PROBLEM REQUIREMENTS
Translate into Spanish the sentence "Today I will be working through accessing parts of an email." from the article on building a Gmail notification system below.

EXCERPT PROVIDED
■ ■ ■
Part 4 in a series of articles on implementing a notification system using Gmail and Line Bot
Hi. Back again for another instalment.
Today I will be working through accessing parts of an email. In part 3 we got to the stage where I had created an email.message.EmailMessage
object. You may not believe that is ready to use. Since if you played with it you might have found that it still contained a lot of non-ascii encoded characters, but thats ok. Once we start using the member methods provided by a email.message.EmailMessage
object. Things will be clear.
So a quick review:
We did our search, got our message ids, boiled it down to just the message ids minus the threadIds
We then used get_message(service, msg_id)
to return an email.message.EmailMessage
object.
single_email = get_message(service, some_id)
If you print this with print(single_email)
you will get the string representation of the entire email. If it is not in ascii you might see subject line that looks like this.
Subject: =?ISO-2022-JP?B?GyRCRn5CYDw8Pn//yROJCpDTiRpJDsbKEI=?=
And have an email body which is just as confusing. But thats ok. We will use the methods provided by email.message.EmailMessage
to get these string returned in a readable form.
Here is a list of some the methods we can use:
single_email.add_alternative() single_email.get_params()
■ ■ ■
Excerpts from a point labeling dataset
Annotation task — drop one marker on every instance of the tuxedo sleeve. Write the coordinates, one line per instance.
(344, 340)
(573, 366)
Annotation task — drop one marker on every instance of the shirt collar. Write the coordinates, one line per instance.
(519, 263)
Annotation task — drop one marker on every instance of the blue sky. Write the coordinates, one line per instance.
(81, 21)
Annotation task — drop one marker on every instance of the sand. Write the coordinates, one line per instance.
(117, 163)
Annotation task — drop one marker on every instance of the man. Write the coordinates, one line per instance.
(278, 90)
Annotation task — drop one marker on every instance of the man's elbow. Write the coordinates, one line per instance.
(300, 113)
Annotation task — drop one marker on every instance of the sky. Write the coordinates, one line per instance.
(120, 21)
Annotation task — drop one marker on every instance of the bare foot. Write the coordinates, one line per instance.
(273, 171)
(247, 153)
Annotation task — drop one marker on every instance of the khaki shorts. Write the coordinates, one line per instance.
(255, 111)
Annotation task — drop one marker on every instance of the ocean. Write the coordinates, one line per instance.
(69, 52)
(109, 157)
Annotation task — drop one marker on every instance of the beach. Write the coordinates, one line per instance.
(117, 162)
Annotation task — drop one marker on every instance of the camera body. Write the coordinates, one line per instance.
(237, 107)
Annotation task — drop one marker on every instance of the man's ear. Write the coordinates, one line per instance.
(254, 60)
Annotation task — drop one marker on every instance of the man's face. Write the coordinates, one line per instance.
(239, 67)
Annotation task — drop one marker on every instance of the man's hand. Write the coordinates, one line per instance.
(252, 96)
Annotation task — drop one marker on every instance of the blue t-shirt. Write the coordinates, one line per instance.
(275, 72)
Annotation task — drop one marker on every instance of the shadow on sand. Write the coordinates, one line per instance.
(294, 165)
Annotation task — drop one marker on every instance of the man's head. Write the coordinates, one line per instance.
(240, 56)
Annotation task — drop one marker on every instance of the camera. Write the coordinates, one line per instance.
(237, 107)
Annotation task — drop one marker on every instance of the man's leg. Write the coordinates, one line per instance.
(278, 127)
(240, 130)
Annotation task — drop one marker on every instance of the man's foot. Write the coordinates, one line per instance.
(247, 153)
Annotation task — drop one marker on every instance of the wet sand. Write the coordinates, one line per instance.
■ ■ ■
EXERCISE OUTPUT
Hoy voy a trabajar en cómo acceder a las partes de un correo electrónico.